◆ **Dataset entries**
----

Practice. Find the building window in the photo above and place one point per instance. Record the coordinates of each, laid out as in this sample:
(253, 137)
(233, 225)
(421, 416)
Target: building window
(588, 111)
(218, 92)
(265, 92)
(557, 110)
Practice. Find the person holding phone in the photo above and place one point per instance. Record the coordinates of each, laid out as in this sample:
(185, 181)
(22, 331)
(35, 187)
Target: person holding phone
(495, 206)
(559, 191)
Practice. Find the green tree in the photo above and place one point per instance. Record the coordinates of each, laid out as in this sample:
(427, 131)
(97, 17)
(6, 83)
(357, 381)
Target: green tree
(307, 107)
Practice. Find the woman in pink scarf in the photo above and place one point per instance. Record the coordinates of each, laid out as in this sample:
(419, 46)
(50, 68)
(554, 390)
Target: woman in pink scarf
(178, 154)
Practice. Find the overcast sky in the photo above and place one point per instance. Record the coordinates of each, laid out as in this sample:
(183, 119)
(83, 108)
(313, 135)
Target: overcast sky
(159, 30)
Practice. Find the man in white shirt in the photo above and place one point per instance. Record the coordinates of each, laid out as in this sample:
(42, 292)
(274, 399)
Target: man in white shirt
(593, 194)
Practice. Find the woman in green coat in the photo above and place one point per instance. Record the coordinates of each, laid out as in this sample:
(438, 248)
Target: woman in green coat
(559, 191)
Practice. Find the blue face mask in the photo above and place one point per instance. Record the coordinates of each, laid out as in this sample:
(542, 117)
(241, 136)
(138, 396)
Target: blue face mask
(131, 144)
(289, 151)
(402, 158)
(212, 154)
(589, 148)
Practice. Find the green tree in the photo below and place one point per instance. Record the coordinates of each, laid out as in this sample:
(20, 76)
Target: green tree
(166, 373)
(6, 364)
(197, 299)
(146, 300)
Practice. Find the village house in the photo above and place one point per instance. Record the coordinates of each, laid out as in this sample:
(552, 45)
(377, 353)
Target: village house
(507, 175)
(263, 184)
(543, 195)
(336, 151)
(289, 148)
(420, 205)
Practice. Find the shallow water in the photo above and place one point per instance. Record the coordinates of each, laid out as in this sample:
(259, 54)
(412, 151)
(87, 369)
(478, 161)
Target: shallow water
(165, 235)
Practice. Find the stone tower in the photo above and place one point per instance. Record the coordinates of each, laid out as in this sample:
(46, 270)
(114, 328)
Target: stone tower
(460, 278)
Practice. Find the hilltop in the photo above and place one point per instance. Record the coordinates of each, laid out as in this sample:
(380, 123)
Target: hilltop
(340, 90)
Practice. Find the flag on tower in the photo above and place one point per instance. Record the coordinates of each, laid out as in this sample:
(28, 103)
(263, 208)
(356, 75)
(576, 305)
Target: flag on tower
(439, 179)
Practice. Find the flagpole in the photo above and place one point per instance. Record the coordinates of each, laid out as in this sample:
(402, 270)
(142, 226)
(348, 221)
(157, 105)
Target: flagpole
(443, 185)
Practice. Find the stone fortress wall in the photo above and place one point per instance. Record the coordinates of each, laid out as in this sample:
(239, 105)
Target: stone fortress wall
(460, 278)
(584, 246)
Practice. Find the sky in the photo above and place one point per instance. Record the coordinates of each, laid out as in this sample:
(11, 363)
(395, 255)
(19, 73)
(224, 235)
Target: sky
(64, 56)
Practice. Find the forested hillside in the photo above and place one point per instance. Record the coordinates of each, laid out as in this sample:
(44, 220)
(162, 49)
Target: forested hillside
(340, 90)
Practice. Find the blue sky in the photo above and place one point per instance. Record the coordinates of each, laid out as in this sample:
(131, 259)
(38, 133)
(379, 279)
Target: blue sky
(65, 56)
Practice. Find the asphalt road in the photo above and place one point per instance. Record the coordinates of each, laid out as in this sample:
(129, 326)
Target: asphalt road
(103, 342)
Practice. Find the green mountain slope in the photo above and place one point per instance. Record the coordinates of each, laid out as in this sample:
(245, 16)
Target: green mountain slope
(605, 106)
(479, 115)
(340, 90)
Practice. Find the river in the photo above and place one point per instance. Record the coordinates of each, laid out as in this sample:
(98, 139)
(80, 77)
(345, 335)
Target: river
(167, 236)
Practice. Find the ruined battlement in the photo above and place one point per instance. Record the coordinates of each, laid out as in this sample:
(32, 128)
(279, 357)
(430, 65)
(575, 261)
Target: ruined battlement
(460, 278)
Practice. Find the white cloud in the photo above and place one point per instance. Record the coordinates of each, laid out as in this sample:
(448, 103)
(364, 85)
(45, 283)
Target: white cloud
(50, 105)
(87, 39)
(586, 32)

----

◆ **WHAT THE TASK REQUIRES**
Verbatim reproduction of the entries is required.

◆ **OUTPUT FOR THIS EXERCISE**
Practice. Find the building window in the photo above and place one point per instance. Record the coordinates of each, laid out as in this sample:
(253, 137)
(233, 225)
(421, 416)
Target: building window
(588, 111)
(218, 92)
(265, 92)
(557, 110)
Practice. Find the person holding phone in the photo above and place one point per instance. Record the coordinates of each, laid out as in this sample:
(185, 181)
(22, 331)
(35, 187)
Target: person holding phone
(495, 206)
(559, 191)
Practice. Find the green tree in the photo above and place one point per instance. Record the coordinates of each, laid out as in this sample:
(427, 131)
(97, 17)
(6, 83)
(357, 381)
Target: green tree
(307, 107)
Practice. Find the woman in pink scarf in the photo above and place one point per instance. Record the coordinates of each, laid out as in this sample:
(419, 46)
(50, 68)
(554, 390)
Target: woman in pink scarf
(178, 154)
Practice. Find the overcast sky in the photo above and place one point per instance. Record the coordinates of each, laid out as in this sample:
(183, 119)
(83, 108)
(313, 135)
Target: overcast sky
(159, 30)
Practice. Find the man in white shirt in the photo above and place one point per instance. Record the coordinates of each, laid out as in this sample:
(42, 292)
(274, 399)
Target: man in white shirt
(593, 194)
Practice. Find the woman in green coat in the photo above and place one point per instance. Record the coordinates of each, laid out as in this sample:
(438, 248)
Target: woman in green coat
(559, 191)
Practice. Find the blue face mask in the photo above and place one point per instance. Record the coordinates of each, laid out as in this sample:
(542, 117)
(241, 136)
(138, 396)
Target: blue face mask
(131, 144)
(289, 151)
(402, 158)
(212, 154)
(589, 148)
Practice. Find the green tree in the photo below and place one point per instance. Record the coordinates of each, laid out as in this sample:
(20, 76)
Target: green tree
(166, 373)
(6, 364)
(197, 299)
(146, 300)
Practice. Find the village house in the photo above and place one point per instance. Record the coordinates of each, laid out as in this sample:
(552, 45)
(377, 353)
Target: village house
(507, 175)
(263, 184)
(543, 195)
(336, 151)
(289, 148)
(420, 205)
Practice. Find the shallow water in the photo above and place one point per instance. Record the coordinates of each, laid out as in this sample:
(259, 54)
(412, 151)
(87, 369)
(478, 161)
Target: shallow water
(165, 235)
Practice. Find the stone tower in the photo above and place one point per instance. Record the coordinates of each, laid out as in this sample:
(46, 270)
(114, 328)
Target: stone tower
(460, 278)
Practice. Find the hilltop in the photo above and place one point per instance. Record the coordinates of each, laid out as in this sample:
(380, 123)
Target: hilltop
(340, 90)
Practice. Find the flag on tower in the photo above and place one point per instance. Record the coordinates of each, laid out as in this sample:
(28, 103)
(263, 208)
(356, 75)
(576, 305)
Target: flag on tower
(439, 179)
Practice. Find the flagpole in the photo above and place one point per instance. Record the coordinates of each, laid out as in this sample:
(402, 270)
(142, 226)
(348, 221)
(157, 105)
Target: flagpole
(443, 185)
Practice. Find the stone fortress wall in the photo above and place one point per instance. Record the coordinates of each, laid out as in this sample:
(239, 105)
Target: stone fortress wall
(460, 278)
(584, 246)
Practice. Find the sky in the photo above and place one point per instance. Record the coordinates of each, laid out as in this sample:
(11, 363)
(395, 255)
(19, 73)
(224, 235)
Target: sky
(64, 56)
Practice. Find the forested hillside in the photo above and place one point per instance. Record the coordinates of each, laid out as in this sample:
(44, 220)
(162, 49)
Target: forested hillside
(340, 90)
Practice. Find the blue sky in the photo above and place one point per instance. Record the coordinates of each, laid out as in this sample:
(131, 259)
(38, 133)
(379, 279)
Target: blue sky
(65, 56)
Practice. Find the asphalt road in the photo above and place one point per instance. Record the coordinates of each, laid out as in this sample:
(129, 326)
Target: asphalt road
(103, 342)
Practice. Find the green mountain slope in the photo above and place one point per instance. Record the coordinates of each, laid out as in this sample:
(245, 16)
Target: green mountain slope
(605, 106)
(479, 115)
(340, 90)
Practice. Find the river in the photo above and place one point per instance. Record the coordinates of each, laid out as in this sample:
(98, 139)
(80, 77)
(345, 335)
Target: river
(167, 236)
Practice. Find the ruined battlement in the photo above and place one point per instance. Record the coordinates of each, laid out as in this sample:
(32, 128)
(279, 357)
(430, 65)
(575, 261)
Target: ruined battlement
(460, 278)
Practice. Find the white cloud in the photo above and place one point per instance. Record the coordinates of each, laid out as in this sample:
(448, 103)
(364, 85)
(45, 283)
Target: white cloud
(50, 105)
(87, 39)
(586, 32)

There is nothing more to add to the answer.